Extracted data entries
------------------------

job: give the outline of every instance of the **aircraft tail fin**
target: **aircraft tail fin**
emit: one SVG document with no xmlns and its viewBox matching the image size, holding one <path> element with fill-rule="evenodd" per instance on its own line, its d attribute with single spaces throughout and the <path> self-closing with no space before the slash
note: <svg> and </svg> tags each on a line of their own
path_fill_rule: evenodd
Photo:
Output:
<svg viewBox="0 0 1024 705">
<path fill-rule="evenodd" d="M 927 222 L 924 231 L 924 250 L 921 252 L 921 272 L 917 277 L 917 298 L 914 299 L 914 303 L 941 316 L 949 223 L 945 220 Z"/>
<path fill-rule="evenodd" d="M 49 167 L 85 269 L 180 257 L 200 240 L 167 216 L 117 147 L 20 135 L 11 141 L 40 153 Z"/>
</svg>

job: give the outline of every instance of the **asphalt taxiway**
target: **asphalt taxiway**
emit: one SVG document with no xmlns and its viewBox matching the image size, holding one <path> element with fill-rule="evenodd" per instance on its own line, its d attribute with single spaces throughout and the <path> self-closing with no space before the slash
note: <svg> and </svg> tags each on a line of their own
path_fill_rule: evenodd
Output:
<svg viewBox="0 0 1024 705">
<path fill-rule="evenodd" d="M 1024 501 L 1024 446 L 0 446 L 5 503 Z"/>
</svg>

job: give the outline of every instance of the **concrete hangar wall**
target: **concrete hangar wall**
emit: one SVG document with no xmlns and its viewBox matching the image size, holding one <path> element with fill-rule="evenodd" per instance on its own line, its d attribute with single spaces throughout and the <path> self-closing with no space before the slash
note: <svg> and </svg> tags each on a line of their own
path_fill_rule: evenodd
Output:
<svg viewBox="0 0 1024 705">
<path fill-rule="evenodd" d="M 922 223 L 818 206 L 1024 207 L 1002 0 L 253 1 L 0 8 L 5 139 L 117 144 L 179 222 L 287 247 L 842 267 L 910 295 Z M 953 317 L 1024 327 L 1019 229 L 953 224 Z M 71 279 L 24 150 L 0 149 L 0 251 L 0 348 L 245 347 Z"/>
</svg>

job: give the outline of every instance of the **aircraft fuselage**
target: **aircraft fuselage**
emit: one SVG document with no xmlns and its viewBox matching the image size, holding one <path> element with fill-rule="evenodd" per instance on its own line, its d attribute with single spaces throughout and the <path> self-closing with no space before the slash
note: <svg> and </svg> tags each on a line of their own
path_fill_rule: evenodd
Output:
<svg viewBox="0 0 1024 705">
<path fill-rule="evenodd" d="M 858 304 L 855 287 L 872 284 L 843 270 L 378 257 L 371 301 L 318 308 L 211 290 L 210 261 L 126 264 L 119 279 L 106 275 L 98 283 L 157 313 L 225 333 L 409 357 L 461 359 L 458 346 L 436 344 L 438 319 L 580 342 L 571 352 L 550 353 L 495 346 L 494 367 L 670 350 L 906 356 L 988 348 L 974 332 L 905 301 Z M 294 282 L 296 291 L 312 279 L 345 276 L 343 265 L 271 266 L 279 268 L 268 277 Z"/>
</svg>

------------------------

● **REQUIRED WORK**: Wherever the string "taxiway" appears in a line of the records, copy that line.

● **OUTPUT FOR THIS EXERCISE**:
job: give the outline of every instance of the **asphalt taxiway**
target: **asphalt taxiway**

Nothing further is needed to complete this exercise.